What is required
Write out all of the data below word for word, with no changes. Leave the pictures out.

### Provided data

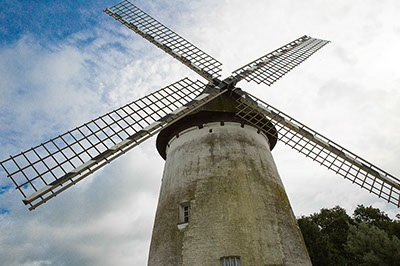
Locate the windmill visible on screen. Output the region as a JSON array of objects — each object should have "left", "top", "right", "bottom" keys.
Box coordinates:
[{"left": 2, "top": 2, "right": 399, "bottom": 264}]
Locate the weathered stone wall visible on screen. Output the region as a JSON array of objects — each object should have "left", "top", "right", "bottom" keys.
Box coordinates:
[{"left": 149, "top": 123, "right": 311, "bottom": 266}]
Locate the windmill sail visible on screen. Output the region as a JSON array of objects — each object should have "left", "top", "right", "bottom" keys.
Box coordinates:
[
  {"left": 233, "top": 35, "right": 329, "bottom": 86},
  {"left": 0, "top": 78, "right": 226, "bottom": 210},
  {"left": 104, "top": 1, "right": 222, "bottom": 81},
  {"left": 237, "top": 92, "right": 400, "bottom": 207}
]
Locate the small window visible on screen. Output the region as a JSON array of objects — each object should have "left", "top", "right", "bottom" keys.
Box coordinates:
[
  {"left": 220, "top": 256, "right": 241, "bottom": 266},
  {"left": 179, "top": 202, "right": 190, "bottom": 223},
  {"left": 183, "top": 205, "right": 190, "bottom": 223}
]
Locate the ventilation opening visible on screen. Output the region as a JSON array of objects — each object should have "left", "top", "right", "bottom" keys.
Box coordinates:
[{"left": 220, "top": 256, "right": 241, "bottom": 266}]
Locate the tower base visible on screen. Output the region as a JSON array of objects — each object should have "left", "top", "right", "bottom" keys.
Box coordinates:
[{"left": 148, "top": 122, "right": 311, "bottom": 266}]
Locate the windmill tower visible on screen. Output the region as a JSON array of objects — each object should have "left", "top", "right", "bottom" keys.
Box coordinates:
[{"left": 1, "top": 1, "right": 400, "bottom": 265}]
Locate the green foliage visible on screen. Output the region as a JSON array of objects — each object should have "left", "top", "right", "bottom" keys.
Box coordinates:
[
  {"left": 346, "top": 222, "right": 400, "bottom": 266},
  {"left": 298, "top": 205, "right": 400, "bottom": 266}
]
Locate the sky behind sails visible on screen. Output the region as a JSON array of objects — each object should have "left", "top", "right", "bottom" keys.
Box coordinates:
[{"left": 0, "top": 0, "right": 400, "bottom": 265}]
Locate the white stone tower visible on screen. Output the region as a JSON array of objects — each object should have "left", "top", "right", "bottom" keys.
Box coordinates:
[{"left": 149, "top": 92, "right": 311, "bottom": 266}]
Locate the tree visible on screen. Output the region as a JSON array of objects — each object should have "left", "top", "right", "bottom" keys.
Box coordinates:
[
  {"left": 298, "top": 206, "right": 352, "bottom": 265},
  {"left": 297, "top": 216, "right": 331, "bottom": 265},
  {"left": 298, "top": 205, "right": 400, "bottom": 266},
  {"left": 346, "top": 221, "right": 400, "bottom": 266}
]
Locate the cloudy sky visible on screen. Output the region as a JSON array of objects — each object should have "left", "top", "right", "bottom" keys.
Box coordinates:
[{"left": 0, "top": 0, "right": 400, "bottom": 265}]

######

Completed task
Locate the windmill visible on screen. Output the region as a JSON array of objects — each object should have "left", "top", "right", "bottom" keys.
Box coordinates:
[{"left": 2, "top": 2, "right": 399, "bottom": 264}]
Locate the weathered stone wall visible on screen. Output the region as a JSON array of objects — each object should have "left", "top", "right", "bottom" keys.
Box coordinates:
[{"left": 149, "top": 123, "right": 311, "bottom": 266}]
Locate the windmill sail visible on screen. Output the region as a JSON array of objects — each object should have "left", "top", "right", "bottom" keys.
Box coordinates:
[
  {"left": 233, "top": 35, "right": 329, "bottom": 86},
  {"left": 0, "top": 78, "right": 226, "bottom": 210},
  {"left": 104, "top": 1, "right": 222, "bottom": 81},
  {"left": 237, "top": 92, "right": 400, "bottom": 207}
]
Locate the small window visible on screen. Output the region as a JSON array of objects — each object should have "left", "top", "right", "bottom" keys.
Box coordinates:
[
  {"left": 220, "top": 256, "right": 241, "bottom": 266},
  {"left": 179, "top": 202, "right": 190, "bottom": 223},
  {"left": 183, "top": 205, "right": 190, "bottom": 223}
]
Locate the ventilation opening visible on screen. Output the region as a JSON array of objects — each object should have "left", "top", "right", "bottom" keys.
Box coordinates:
[{"left": 220, "top": 256, "right": 241, "bottom": 266}]
Locate the tower base visible on screen. Output the region as a JSON array of objects — each object should have "left", "top", "right", "bottom" keys.
Box coordinates:
[{"left": 148, "top": 122, "right": 311, "bottom": 266}]
Locate the windmill tower visible on screen. Output the region as a JSON array of objects — each object should have "left", "top", "right", "bottom" keys.
Box coordinates:
[{"left": 1, "top": 1, "right": 400, "bottom": 265}]
Locate the green foliage visible on screen. Output the region as a JSON array of objects — each object should have "left", "top", "right", "bottom" keys.
Box coordinates:
[
  {"left": 346, "top": 222, "right": 400, "bottom": 266},
  {"left": 298, "top": 205, "right": 400, "bottom": 266}
]
Locate the sky behind sails visible on screen. Output the region as a JSON array of objects — each object should have "left", "top", "right", "bottom" keys.
Box coordinates:
[{"left": 0, "top": 0, "right": 400, "bottom": 265}]
Locate the white stone tower visible on screen. Output the region as a JSON array of objects — each object should have "left", "top", "right", "bottom" keys.
Box coordinates:
[{"left": 149, "top": 92, "right": 311, "bottom": 266}]
Locate the tree visible on screen. Output the region as a JSON array of objects — each object should have "left", "top", "right", "bottom" keys.
Box coordinates:
[
  {"left": 298, "top": 206, "right": 352, "bottom": 265},
  {"left": 297, "top": 216, "right": 331, "bottom": 265},
  {"left": 298, "top": 205, "right": 400, "bottom": 266},
  {"left": 346, "top": 221, "right": 400, "bottom": 266}
]
Locate the cloudy sky visible on screen. Output the region as a JSON array of objects — each object should have "left", "top", "right", "bottom" keys.
Box coordinates:
[{"left": 0, "top": 0, "right": 400, "bottom": 265}]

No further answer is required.